Which lines in the items below contain the word "above"? Gather every one of them and copy each line in full.

:::::

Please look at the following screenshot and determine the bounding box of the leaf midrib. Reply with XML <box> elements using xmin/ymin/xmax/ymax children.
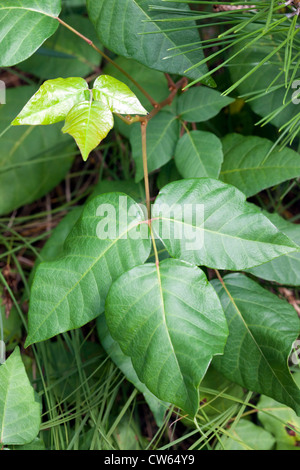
<box><xmin>29</xmin><ymin>222</ymin><xmax>145</xmax><ymax>344</ymax></box>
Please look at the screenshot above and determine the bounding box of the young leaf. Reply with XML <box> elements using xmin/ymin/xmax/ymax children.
<box><xmin>0</xmin><ymin>86</ymin><xmax>76</xmax><ymax>215</ymax></box>
<box><xmin>87</xmin><ymin>0</ymin><xmax>214</xmax><ymax>86</ymax></box>
<box><xmin>97</xmin><ymin>314</ymin><xmax>170</xmax><ymax>426</ymax></box>
<box><xmin>248</xmin><ymin>212</ymin><xmax>300</xmax><ymax>286</ymax></box>
<box><xmin>178</xmin><ymin>87</ymin><xmax>234</xmax><ymax>122</ymax></box>
<box><xmin>213</xmin><ymin>274</ymin><xmax>300</xmax><ymax>415</ymax></box>
<box><xmin>220</xmin><ymin>134</ymin><xmax>300</xmax><ymax>197</ymax></box>
<box><xmin>105</xmin><ymin>259</ymin><xmax>227</xmax><ymax>416</ymax></box>
<box><xmin>62</xmin><ymin>101</ymin><xmax>114</xmax><ymax>161</ymax></box>
<box><xmin>0</xmin><ymin>348</ymin><xmax>41</xmax><ymax>445</ymax></box>
<box><xmin>175</xmin><ymin>131</ymin><xmax>223</xmax><ymax>178</ymax></box>
<box><xmin>12</xmin><ymin>77</ymin><xmax>88</xmax><ymax>126</ymax></box>
<box><xmin>93</xmin><ymin>75</ymin><xmax>147</xmax><ymax>114</ymax></box>
<box><xmin>0</xmin><ymin>0</ymin><xmax>61</xmax><ymax>67</ymax></box>
<box><xmin>152</xmin><ymin>178</ymin><xmax>299</xmax><ymax>270</ymax></box>
<box><xmin>130</xmin><ymin>111</ymin><xmax>179</xmax><ymax>181</ymax></box>
<box><xmin>26</xmin><ymin>193</ymin><xmax>151</xmax><ymax>346</ymax></box>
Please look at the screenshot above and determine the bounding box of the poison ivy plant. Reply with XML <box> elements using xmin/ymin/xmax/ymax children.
<box><xmin>130</xmin><ymin>112</ymin><xmax>179</xmax><ymax>182</ymax></box>
<box><xmin>97</xmin><ymin>314</ymin><xmax>169</xmax><ymax>426</ymax></box>
<box><xmin>0</xmin><ymin>86</ymin><xmax>75</xmax><ymax>215</ymax></box>
<box><xmin>18</xmin><ymin>15</ymin><xmax>101</xmax><ymax>79</ymax></box>
<box><xmin>0</xmin><ymin>0</ymin><xmax>61</xmax><ymax>67</ymax></box>
<box><xmin>248</xmin><ymin>212</ymin><xmax>300</xmax><ymax>286</ymax></box>
<box><xmin>4</xmin><ymin>0</ymin><xmax>300</xmax><ymax>434</ymax></box>
<box><xmin>152</xmin><ymin>178</ymin><xmax>299</xmax><ymax>270</ymax></box>
<box><xmin>87</xmin><ymin>0</ymin><xmax>214</xmax><ymax>86</ymax></box>
<box><xmin>175</xmin><ymin>131</ymin><xmax>223</xmax><ymax>178</ymax></box>
<box><xmin>105</xmin><ymin>259</ymin><xmax>227</xmax><ymax>416</ymax></box>
<box><xmin>213</xmin><ymin>274</ymin><xmax>300</xmax><ymax>415</ymax></box>
<box><xmin>0</xmin><ymin>348</ymin><xmax>41</xmax><ymax>445</ymax></box>
<box><xmin>220</xmin><ymin>134</ymin><xmax>300</xmax><ymax>197</ymax></box>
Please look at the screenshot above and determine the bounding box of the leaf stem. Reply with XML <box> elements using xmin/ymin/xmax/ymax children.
<box><xmin>141</xmin><ymin>121</ymin><xmax>159</xmax><ymax>270</ymax></box>
<box><xmin>55</xmin><ymin>17</ymin><xmax>158</xmax><ymax>107</ymax></box>
<box><xmin>141</xmin><ymin>121</ymin><xmax>151</xmax><ymax>223</ymax></box>
<box><xmin>117</xmin><ymin>77</ymin><xmax>188</xmax><ymax>125</ymax></box>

:::::

* **The result**
Please look at the screenshot above and determine the bounding box of the young leaf. Reply with XML <box> elements using xmin/ymin/xmax/ymax children.
Please look at the screenshot above and determine the bounding box of the poison ivy plant. Reply with XML <box> elements using xmin/ymin/xmax/ymax children.
Please look at the screenshot above and determine the bounding box of the leaf stem. Reply with XML <box> elements using xmin/ymin/xmax/ymax children.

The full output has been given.